EXERCISE GOAL:
Retype the materials and methods section below word for word.
### SELECTED EXCERPT ###
Materials and Methods

Experimental Animals

Six-week-old female C57BL/6J mice were purchased from SiPeiFu Company (Beijing, China) and housed under appropriate temperature and humidity conditions with free access to food and water, maintaining a 12 h light/dark cycle. All animal experimental protocols were conducted in accordance with the guidelines of the National Institutes of Health for the care and use of laboratory animals and the ARRIVE guidelines. The research protocol was approved by the Laboratory Animal Ethics Committee of Wenzhou Medical University(approval number: wydw2024-0556).

Grouping and Treatment of Mice

Six-week-old female C57BL/6J mice were acclimatized for one week before exposure to UVB and undergoing bilateral ovariectomy (OVX) surgery. The mice were randomly divided into four groups (n=6 per group): Control, UVB, OVX, and UVB+OVX. For the OVX and UVB+OVX groups, estrogen deficiency was induced by OVX surgery. The specific procedure for the OVX surgery was as follows: The mice in the OVX and UVB+OVX groups were anesthetized using isoflurane (induction: 3%, maintenance: 1.5%) and fixed. The fur on both sides of the lower one-third of the back midline was shaved, and the surgery was performed. A 0.5 cm incision was made through the skin and dorsal muscle, revealing a shiny, whitish fat pad containing the ovaries. The fat pad was gently grasped with small forceps and pulled outside the incision. The fat pad was then separated, and the ovarian ligaments were tied with sutures and the ovaries were excised. Afterward, the uterus was returned to the abdominal cavity, and the incision was sutured. The ovaries on the other side were removed using the same method. For the Control and UVB groups, the same surgical procedure was performed, but the ovaries were not removed. One week after the surgery, the mice’s back hair was shaved using an electric razor. Subsequently, the backs of the UVB and UVB+OVX groups were exposed to a narrowband UVB light source (wavelength 290–320 nm, peak wavelength 312 nm, TL20 W/12). During the exposure, the mice were placed in a closed activity box and allowed to move freely, with the light source positioned 25 cm above the box. UVB irradiation was administered five times a week for eight weeks. At the end of the experiment, all mice were euthanized, and their back skin tissues and serum samples were collected for further analysis.
### SUPPLIED RECORDS ###
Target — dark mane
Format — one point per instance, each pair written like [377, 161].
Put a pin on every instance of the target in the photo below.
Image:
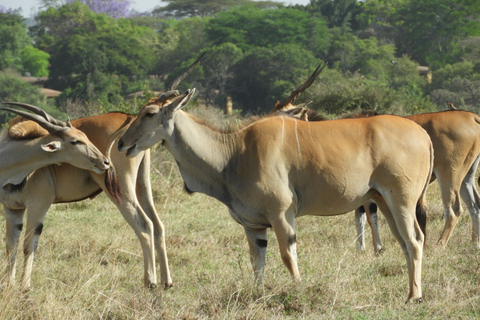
[231, 127]
[311, 114]
[21, 128]
[360, 114]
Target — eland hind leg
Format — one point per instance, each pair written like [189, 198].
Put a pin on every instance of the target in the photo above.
[450, 183]
[138, 220]
[372, 219]
[257, 243]
[368, 213]
[144, 194]
[472, 200]
[36, 213]
[13, 229]
[360, 221]
[284, 228]
[406, 229]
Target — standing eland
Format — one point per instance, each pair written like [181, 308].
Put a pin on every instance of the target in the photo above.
[29, 148]
[455, 135]
[130, 190]
[277, 168]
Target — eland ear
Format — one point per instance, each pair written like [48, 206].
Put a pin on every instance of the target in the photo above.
[183, 101]
[52, 146]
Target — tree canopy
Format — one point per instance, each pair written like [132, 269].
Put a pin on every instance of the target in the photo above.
[257, 51]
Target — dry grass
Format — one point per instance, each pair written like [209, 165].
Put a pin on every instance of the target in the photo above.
[89, 266]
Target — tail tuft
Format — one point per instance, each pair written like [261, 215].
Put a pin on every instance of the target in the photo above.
[421, 215]
[112, 185]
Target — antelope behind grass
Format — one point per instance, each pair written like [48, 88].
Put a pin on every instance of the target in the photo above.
[29, 148]
[275, 169]
[130, 191]
[455, 135]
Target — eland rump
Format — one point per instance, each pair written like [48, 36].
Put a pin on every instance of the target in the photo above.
[29, 148]
[274, 169]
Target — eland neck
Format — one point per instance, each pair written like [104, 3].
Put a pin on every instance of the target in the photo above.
[202, 154]
[20, 157]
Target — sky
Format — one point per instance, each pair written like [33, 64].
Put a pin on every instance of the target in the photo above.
[30, 7]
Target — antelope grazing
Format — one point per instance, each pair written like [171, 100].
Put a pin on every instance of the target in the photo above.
[130, 192]
[367, 212]
[275, 169]
[455, 135]
[28, 151]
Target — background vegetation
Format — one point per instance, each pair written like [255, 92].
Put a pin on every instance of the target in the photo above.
[89, 265]
[96, 52]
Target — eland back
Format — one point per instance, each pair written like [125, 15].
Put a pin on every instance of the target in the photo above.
[275, 169]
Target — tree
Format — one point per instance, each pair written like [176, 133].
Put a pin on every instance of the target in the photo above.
[265, 75]
[204, 8]
[92, 55]
[338, 13]
[13, 38]
[432, 29]
[15, 89]
[429, 31]
[114, 8]
[217, 66]
[34, 61]
[347, 52]
[249, 27]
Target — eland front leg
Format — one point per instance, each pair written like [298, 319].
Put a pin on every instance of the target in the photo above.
[406, 229]
[35, 217]
[284, 228]
[13, 229]
[257, 243]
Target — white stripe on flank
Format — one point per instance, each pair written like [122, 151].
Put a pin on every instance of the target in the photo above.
[298, 141]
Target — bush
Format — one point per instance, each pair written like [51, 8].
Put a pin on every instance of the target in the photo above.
[336, 93]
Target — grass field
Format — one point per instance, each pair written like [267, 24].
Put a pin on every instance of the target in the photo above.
[89, 266]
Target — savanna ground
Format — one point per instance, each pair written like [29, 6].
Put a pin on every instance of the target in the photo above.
[89, 266]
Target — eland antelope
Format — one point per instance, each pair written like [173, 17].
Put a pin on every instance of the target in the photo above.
[367, 212]
[277, 168]
[29, 149]
[455, 135]
[130, 191]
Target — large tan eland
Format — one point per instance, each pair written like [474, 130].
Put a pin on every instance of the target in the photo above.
[28, 149]
[129, 189]
[275, 169]
[455, 135]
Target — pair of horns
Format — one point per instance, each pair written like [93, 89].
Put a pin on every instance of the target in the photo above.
[46, 121]
[295, 93]
[170, 91]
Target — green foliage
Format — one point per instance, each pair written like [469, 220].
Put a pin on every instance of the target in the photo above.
[218, 64]
[447, 22]
[92, 55]
[250, 27]
[180, 41]
[339, 13]
[458, 84]
[336, 93]
[13, 38]
[264, 75]
[14, 89]
[34, 61]
[350, 53]
[203, 8]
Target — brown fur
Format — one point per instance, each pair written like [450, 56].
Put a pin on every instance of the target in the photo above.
[21, 128]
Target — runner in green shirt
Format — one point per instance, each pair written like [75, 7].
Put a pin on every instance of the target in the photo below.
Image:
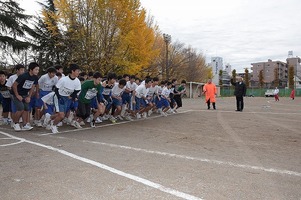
###
ANSWER TO THIS TASK:
Materials and Methods

Experimental Animals

Six-week-old female C57BL/6J mice were purchased from SiPeiFu Company (Beijing, China) and housed under appropriate temperature and humidity conditions with free access to food and water, maintaining a 12 h light/dark cycle. All animal experimental protocols were conducted in accordance with the guidelines of the National Institutes of Health for the care and use of laboratory animals and the ARRIVE guidelines. The research protocol was approved by the Laboratory Animal Ethics Committee of Wenzhou Medical University(approval number: wydw2024-0556).

Grouping and Treatment of Mice

Six-week-old female C57BL/6J mice were acclimatized for one week before exposure to UVB and undergoing bilateral ovariectomy (OVX) surgery. The mice were randomly divided into four groups (n=6 per group): Control, UVB, OVX, and UVB+OVX. For the OVX and UVB+OVX groups, estrogen deficiency was induced by OVX surgery. The specific procedure for the OVX surgery was as follows: The mice in the OVX and UVB+OVX groups were anesthetized using isoflurane (induction: 3%, maintenance: 1.5%) and fixed. The fur on both sides of the lower one-third of the back midline was shaved, and the surgery was performed. A 0.5 cm incision was made through the skin and dorsal muscle, revealing a shiny, whitish fat pad containing the ovaries. The fat pad was gently grasped with small forceps and pulled outside the incision. The fat pad was then separated, and the ovarian ligaments were tied with sutures and the ovaries were excised. Afterward, the uterus was returned to the abdominal cavity, and the incision was sutured. The ovaries on the other side were removed using the same method. For the Control and UVB groups, the same surgical procedure was performed, but the ovaries were not removed. One week after the surgery, the mice’s back hair was shaved using an electric razor. Subsequently, the backs of the UVB and UVB+OVX groups were exposed to a narrowband UVB light source (wavelength 290–320 nm, peak wavelength 312 nm, TL20 W/12). During the exposure, the mice were placed in a closed activity box and allowed to move freely, with the light source positioned 25 cm above the box. UVB irradiation was administered five times a week for eight weeks. At the end of the experiment, all mice were euthanized, and their back skin tissues and serum samples were collected for further analysis.